**Document source**

----

Il ne peut y avoir de doute quant à la nature de l'examen en l'espèce. Les étiquettes « impérative » et « directive » ne sont elles-mêmes d'aucun secours magique pour définir la nature d'une fonction prévue par la loi. L'examen lui-même est plutôt incontestablement axé sur le résultat. Dans le Renvoi relatif aux droits linguistiques au Manitoba, précité, notre cour cite, à l'appui de son point de vue, l'arrêt R. ex rel. Anderson c. Buchanan (1909), 44 N.S.R. 112 (C.A.), motifs du juge Russell, à la p. 130. Je crois utile de citer de nouveau ce passage :

[TRADUCTION] Je ne prétends pas être capable de faire la distinction entre ce qui est directif et ce qui est impératif, et je conclus que je ne suis pas le seul à avoir le sentiment que, selon la jurisprudence, une disposition peut devenir directive s'il est très souhaitable qu'on n'y ait pas dérogé, alors que la même disposition aurait été déclarée impérative s'il n'avait pas été nécessaire de conclure en sens contraire.

Lorsque la conclusion qu'une loi est impérative entraîne des inconvénients graves, on est grandement tenté de faire une exception en faveur de la prétention qu'elle est simplement directive [...]

Ainsi, l'application de la distinction entre ce qui est impératif et ce qui est directif est, la plupart du temps, fondée sur une question de fin et non de moyens. En ce sens, pour citer de nouveau le Renvoi relatif aux droits linguistiques au Manitoba, précité, le principe est « vague » et « utilisé comme expédient » (p. 742). Cela signifie que le tribunal appelé à décider ce qui est impératif ou directif ne recourt à aucun outil spécial pour prendre sa décision. La décision repose sur le processus habituel d'interprétation législative. Cependant, ce processus suscite peut-être une préoccupation spéciale pour les inconvénients tant publics que privés auxquels donnera lieu l'interprétation adoptée.


En fin de compte, la majorité a conclu que le paragraphe 268(2) de la Loi sur les chemins de fer, L.R.C., 1985, ch. R-3 est une disposition directive puisque les compagnies privées de chemin de fer pourraient faire face à des difficultés financières sans que ce soit leur faute.

[36]            Par conséquent, le résultat découlant de l'application du critère énoncé dans l'arrêt Normandin dépend de la façon dont un juge individuel, ou une formation de juges, considère la qualité des inconvénients ou de l'injustice que causerait censément la conclusion selon laquelle une disposition légale précise est impérative. Une analyse purement subjective est donc nécessaire et reconnue. Comme on peut s'y attendre, les deux parties au présent contrôle judiciaire, devant la même situation, soumettent des arguments différents au sujet de la nature des inconvénients et de l'injustice résultant d'une interprétation selon laquelle les dispositions de l'alinéa 10(4)a) sont impératives.

----

[Lignes de données d'annotation de boîtes]
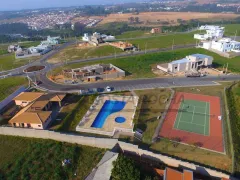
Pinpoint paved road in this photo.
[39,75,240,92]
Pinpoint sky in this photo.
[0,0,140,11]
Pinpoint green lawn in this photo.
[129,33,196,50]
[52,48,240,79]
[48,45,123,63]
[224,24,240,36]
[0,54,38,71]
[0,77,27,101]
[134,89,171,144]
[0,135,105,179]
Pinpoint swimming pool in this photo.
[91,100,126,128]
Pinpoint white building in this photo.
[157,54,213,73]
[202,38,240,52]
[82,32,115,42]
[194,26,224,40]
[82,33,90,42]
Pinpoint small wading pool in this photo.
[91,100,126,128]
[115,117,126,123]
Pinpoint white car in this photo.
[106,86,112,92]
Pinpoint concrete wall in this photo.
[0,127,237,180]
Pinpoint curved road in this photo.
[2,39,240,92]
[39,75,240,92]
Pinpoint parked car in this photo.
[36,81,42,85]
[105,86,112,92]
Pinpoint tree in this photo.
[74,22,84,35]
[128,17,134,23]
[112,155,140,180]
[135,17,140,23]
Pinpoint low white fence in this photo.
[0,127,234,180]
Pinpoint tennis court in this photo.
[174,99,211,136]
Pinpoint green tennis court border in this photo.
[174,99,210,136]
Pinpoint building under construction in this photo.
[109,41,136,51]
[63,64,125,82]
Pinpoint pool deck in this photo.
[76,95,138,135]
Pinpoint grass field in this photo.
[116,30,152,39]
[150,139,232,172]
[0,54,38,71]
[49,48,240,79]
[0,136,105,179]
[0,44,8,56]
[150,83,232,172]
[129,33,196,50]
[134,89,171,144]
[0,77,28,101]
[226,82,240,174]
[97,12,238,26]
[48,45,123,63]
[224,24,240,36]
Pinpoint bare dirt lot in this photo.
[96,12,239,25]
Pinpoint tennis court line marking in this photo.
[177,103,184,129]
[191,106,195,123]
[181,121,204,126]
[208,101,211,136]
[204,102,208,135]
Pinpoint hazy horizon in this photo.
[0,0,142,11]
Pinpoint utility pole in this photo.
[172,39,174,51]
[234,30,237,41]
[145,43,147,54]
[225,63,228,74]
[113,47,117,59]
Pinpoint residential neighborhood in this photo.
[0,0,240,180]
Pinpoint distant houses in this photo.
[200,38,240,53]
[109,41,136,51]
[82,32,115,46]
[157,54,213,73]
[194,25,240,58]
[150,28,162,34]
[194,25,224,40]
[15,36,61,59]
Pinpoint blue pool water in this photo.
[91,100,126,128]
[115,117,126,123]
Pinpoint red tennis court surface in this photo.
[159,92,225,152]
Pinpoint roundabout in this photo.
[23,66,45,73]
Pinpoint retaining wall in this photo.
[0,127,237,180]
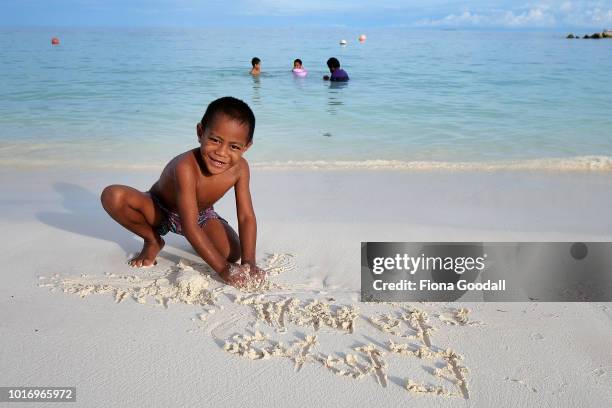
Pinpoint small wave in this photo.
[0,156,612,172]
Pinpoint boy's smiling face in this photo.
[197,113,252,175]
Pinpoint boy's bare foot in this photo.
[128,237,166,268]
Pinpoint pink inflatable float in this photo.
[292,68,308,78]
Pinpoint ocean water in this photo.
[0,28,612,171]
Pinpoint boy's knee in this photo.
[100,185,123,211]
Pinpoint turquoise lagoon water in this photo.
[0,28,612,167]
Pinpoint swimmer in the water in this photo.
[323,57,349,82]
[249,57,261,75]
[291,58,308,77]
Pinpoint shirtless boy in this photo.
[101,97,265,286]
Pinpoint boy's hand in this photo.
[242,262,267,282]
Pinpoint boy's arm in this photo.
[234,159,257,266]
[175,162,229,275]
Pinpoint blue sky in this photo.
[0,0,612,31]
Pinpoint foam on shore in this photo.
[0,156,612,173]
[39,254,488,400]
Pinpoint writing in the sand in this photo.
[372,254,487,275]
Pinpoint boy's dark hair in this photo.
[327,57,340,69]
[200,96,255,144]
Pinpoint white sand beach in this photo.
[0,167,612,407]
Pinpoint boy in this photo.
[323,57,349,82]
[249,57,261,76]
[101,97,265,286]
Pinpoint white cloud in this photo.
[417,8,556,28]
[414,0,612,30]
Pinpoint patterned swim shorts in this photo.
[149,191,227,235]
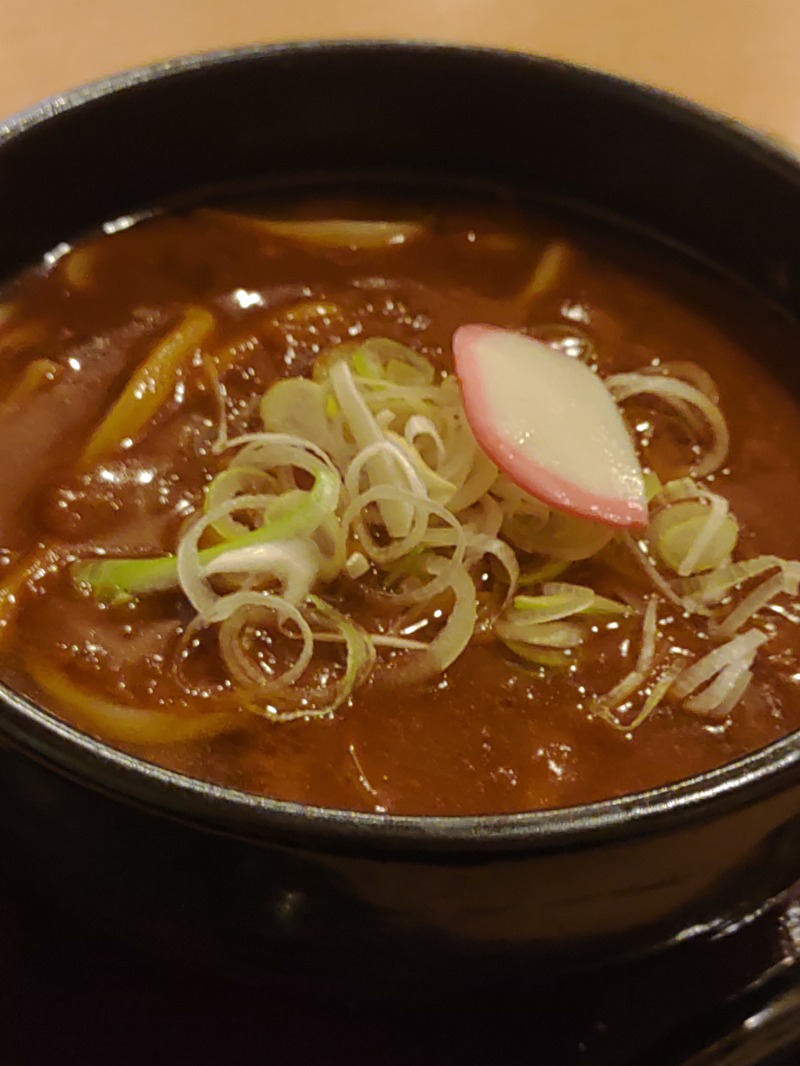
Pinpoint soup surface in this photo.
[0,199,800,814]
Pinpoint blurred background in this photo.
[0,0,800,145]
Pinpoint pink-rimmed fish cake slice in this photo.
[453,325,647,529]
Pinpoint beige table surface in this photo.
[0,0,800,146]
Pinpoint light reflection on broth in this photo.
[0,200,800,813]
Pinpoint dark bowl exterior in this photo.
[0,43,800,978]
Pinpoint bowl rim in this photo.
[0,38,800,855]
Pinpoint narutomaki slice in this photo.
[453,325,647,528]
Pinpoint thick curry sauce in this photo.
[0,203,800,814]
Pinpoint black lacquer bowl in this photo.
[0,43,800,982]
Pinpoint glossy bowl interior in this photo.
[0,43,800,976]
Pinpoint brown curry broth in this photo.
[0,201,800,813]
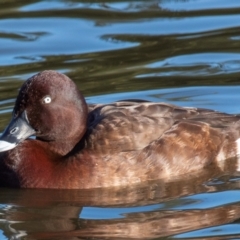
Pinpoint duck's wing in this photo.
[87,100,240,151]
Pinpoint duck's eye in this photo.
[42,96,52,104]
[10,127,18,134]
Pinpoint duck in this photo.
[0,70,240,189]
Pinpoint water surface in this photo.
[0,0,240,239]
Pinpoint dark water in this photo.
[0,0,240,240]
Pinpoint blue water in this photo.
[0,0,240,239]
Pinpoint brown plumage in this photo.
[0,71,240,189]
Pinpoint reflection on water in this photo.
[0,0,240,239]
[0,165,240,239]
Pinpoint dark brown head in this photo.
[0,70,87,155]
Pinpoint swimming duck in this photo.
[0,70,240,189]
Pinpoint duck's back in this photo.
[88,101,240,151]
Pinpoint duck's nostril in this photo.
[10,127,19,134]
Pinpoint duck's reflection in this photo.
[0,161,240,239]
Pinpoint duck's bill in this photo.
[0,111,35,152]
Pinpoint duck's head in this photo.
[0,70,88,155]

----

**Tâches à réaliser**
• 1. Traduisez en anglais cette phrase du document source : « La décision repose sur le processus habituel d'interprétation législative. »
• 2. Dressez la liste de toutes les décisions judiciaires (arrêts ou renvois) mentionnées dans le document source.
Ces enregistrements n'ont aucun lien avec le texte.

**Réponses aux tâches**
• 1. The decision rests on the usual process of statutory interpretation.

• 2.
- Renvoi relatif aux droits linguistiques au Manitoba
- R. ex rel. Anderson c. Buchanan
- l'arrêt Normandin